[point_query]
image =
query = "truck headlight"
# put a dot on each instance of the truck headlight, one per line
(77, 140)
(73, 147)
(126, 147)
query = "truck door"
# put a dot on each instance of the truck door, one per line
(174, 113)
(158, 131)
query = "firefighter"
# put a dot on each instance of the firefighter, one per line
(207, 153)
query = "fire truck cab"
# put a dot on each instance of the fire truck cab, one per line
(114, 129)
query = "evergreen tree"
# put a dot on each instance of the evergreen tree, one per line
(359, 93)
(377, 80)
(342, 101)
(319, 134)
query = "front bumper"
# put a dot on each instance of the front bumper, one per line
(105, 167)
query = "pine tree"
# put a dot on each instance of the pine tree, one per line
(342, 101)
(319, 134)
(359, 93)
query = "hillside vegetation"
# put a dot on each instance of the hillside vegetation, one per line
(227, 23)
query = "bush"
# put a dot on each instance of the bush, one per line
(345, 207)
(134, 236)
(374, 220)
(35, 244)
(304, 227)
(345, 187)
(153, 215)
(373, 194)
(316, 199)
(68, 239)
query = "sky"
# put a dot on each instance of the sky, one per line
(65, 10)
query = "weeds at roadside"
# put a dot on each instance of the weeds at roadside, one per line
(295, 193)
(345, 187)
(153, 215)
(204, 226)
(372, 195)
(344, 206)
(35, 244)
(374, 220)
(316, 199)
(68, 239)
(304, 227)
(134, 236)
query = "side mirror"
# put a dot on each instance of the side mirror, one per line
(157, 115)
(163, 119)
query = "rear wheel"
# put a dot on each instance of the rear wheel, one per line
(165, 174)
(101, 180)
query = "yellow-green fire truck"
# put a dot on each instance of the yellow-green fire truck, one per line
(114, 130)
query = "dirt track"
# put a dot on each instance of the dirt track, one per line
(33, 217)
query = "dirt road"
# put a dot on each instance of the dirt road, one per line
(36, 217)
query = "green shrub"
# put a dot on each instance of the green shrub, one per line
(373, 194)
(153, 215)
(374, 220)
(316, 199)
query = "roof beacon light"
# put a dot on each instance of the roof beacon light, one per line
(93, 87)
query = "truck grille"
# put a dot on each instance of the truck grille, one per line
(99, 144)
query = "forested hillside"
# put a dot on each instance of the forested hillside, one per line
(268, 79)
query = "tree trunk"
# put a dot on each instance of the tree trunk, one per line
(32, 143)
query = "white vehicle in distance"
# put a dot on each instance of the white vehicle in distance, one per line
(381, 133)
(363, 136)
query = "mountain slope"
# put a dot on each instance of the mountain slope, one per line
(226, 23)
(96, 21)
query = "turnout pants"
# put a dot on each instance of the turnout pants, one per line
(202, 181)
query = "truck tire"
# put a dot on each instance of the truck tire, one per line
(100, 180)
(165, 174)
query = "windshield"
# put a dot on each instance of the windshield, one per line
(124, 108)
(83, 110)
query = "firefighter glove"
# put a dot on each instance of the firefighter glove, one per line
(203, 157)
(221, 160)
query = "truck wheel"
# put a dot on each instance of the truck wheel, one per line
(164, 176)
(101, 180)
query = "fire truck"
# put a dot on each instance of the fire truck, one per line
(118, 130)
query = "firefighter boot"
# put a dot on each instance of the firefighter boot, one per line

[Aim of the task] Pull every line with "boot" from the records.

[Exercise answer]
query = "firefighter boot"
# put a dot on each instance of the firefighter boot, one per line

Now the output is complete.